## Goal:
Write out exactly the lines below that run from the line containing "Category: spectator in stands" through the last line of the records.

## Extracted material:
--- begin ---
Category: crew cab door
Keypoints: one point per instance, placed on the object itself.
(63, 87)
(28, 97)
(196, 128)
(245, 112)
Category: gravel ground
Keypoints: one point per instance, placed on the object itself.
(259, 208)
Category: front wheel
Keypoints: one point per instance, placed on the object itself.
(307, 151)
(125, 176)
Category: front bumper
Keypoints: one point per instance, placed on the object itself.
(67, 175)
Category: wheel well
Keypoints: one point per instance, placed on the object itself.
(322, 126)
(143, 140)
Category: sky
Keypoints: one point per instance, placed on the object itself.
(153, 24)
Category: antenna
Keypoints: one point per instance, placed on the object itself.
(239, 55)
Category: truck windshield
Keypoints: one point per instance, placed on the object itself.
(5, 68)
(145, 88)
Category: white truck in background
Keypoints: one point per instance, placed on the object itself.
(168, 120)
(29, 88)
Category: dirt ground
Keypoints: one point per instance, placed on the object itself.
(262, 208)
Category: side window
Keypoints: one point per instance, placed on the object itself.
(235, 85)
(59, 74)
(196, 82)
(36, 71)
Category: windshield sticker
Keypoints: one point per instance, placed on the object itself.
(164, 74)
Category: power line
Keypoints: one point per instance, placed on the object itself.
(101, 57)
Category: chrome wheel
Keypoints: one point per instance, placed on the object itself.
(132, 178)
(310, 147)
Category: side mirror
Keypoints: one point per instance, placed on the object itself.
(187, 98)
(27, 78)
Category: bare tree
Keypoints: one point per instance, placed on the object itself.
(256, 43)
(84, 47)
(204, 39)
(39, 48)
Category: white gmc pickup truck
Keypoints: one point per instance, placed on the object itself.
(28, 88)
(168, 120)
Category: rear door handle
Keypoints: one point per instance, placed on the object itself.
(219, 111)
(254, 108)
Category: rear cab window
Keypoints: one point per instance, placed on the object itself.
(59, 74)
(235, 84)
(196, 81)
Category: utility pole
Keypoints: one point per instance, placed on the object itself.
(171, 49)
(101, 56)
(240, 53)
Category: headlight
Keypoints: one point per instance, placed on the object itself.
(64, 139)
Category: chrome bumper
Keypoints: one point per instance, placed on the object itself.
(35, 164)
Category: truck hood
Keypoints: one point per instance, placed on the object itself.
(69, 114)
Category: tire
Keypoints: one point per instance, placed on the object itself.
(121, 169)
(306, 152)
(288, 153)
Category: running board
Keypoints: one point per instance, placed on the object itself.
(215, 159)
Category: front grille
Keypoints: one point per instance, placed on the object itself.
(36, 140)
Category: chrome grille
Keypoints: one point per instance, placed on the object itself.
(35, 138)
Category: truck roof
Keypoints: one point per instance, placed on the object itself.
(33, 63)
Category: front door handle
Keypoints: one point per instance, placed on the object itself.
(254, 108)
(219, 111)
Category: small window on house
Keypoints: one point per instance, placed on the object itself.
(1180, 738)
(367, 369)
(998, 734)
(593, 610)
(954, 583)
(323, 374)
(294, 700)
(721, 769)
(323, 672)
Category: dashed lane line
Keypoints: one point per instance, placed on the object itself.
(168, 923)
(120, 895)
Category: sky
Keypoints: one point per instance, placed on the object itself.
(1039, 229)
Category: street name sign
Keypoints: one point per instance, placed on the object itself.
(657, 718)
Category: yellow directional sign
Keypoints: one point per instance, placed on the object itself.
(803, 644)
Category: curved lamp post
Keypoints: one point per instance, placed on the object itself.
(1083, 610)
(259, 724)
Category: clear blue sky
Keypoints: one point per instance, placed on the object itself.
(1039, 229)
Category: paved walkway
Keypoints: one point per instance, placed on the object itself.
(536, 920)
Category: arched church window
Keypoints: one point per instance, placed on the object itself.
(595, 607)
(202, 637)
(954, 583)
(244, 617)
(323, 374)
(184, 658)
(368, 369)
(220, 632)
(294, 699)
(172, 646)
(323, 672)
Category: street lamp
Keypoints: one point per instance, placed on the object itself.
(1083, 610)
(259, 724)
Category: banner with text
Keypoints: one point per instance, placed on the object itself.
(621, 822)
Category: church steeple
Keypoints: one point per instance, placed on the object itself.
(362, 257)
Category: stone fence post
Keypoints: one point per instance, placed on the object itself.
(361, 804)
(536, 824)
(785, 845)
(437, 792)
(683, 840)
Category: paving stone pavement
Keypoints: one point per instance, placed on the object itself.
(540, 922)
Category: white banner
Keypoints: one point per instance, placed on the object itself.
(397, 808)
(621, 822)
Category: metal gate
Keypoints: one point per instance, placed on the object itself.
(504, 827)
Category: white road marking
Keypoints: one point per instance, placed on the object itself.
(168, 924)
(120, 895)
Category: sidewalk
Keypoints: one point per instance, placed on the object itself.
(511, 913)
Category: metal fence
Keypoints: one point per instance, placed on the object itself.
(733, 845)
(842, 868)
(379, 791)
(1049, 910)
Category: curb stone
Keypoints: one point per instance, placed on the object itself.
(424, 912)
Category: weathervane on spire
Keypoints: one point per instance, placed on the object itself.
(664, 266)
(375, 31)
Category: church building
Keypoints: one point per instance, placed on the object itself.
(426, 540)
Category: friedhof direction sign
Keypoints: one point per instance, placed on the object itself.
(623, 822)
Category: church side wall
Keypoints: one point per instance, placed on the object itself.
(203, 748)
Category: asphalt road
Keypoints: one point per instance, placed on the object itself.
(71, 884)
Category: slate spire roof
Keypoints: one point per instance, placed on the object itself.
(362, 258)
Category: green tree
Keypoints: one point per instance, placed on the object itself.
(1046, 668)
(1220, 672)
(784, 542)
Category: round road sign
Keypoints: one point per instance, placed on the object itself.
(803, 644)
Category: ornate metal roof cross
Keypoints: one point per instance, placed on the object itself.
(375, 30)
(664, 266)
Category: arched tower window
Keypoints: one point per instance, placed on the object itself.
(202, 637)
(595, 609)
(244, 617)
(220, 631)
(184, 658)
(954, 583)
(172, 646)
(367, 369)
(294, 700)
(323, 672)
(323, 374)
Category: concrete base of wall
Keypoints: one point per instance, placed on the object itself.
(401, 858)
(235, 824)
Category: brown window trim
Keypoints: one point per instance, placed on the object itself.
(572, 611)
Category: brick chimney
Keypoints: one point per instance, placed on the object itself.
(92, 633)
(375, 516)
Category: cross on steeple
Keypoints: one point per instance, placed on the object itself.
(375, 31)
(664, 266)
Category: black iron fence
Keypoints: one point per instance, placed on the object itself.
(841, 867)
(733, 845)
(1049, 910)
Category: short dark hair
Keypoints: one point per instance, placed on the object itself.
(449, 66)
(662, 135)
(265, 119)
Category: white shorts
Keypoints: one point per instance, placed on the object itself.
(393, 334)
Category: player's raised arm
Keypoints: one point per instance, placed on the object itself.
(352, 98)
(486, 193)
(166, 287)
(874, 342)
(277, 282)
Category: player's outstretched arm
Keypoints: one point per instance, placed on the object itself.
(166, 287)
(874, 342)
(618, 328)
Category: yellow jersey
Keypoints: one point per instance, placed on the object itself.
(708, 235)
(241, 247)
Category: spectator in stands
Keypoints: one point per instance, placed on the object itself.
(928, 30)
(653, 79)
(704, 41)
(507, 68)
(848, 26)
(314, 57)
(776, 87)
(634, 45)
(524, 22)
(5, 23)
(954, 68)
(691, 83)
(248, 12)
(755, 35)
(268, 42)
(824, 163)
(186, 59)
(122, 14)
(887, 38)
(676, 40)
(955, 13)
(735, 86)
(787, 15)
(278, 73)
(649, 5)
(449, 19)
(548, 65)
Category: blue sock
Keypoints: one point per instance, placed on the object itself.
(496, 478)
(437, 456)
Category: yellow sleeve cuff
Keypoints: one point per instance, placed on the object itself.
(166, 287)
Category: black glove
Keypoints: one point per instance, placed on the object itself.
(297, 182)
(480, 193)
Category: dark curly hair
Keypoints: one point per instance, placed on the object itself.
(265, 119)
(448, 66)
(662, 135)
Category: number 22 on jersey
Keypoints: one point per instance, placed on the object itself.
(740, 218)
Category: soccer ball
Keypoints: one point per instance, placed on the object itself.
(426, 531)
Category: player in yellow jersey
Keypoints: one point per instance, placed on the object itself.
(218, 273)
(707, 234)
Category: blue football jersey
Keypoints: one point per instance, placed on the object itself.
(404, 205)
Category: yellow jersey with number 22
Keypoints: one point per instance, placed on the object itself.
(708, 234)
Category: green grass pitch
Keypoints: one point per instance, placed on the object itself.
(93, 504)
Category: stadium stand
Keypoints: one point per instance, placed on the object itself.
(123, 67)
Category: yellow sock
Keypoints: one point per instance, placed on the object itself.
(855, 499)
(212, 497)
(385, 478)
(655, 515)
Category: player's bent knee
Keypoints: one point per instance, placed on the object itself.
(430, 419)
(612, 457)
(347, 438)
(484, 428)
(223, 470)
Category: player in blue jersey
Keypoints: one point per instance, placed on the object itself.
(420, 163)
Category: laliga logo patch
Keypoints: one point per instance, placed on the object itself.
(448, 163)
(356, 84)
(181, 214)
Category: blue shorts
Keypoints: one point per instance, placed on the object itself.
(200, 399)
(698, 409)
--- end ---
## Response to this exercise:
Category: spectator in stands
Keypoints: one point per instance, placed on the object itself.
(928, 30)
(653, 79)
(704, 41)
(507, 68)
(848, 26)
(314, 57)
(776, 87)
(634, 45)
(524, 22)
(5, 23)
(954, 68)
(691, 83)
(248, 12)
(755, 35)
(268, 42)
(824, 163)
(186, 59)
(122, 14)
(887, 38)
(676, 40)
(955, 13)
(735, 86)
(787, 15)
(278, 73)
(649, 5)
(449, 19)
(548, 65)
Category: blue sock
Keypoints: one point per instance, placed on the object itself.
(496, 478)
(437, 456)
Category: yellow sleeve cuff
Keypoints: one point per instance, placed on the object itself.
(166, 287)
Category: black glove
Keypoints: one point per instance, placed on the object itself.
(297, 182)
(480, 193)
Category: dark curly hair
Keypoints: one point per instance, placed on the object itself.
(265, 119)
(448, 66)
(662, 135)
Category: number 22 on jersey
Keypoints: one point per instance, placed on the object itself.
(740, 218)
Category: soccer ball
Keypoints: one point per instance, placed on the object itself.
(426, 531)
Category: player in yellow jersey
Keypoints: one point per instance, placed on the object itself.
(218, 273)
(707, 234)
Category: blue football jersey
Keypoints: one point per instance, placed on the object itself.
(404, 205)
Category: yellow jersey with number 22
Keypoints: one point per instance, placed on the object itself.
(708, 234)
Category: green grass pitch
Keypoints: one point per instance, placed on the object itself.
(93, 504)
Category: stadium stand
Keypoints: one point per instance, placed on the object itself.
(123, 67)
Category: yellow sock
Keypoints: one point per instance, placed on the object itself.
(855, 499)
(212, 497)
(385, 478)
(655, 515)
Category: player's bent knee
Keypoints: one point per instance, placed on the object itself.
(430, 419)
(612, 457)
(347, 438)
(484, 428)
(223, 470)
Category: player in blue jersey
Keypoints: one point per instance, placed on the object itself.
(420, 163)
Category: laliga logo patch
Keypoints: one point per instance, placed on the object itself.
(448, 163)
(356, 84)
(181, 214)
Category: blue shorts
Keypoints: one point per instance, placed on the object itself.
(200, 399)
(698, 409)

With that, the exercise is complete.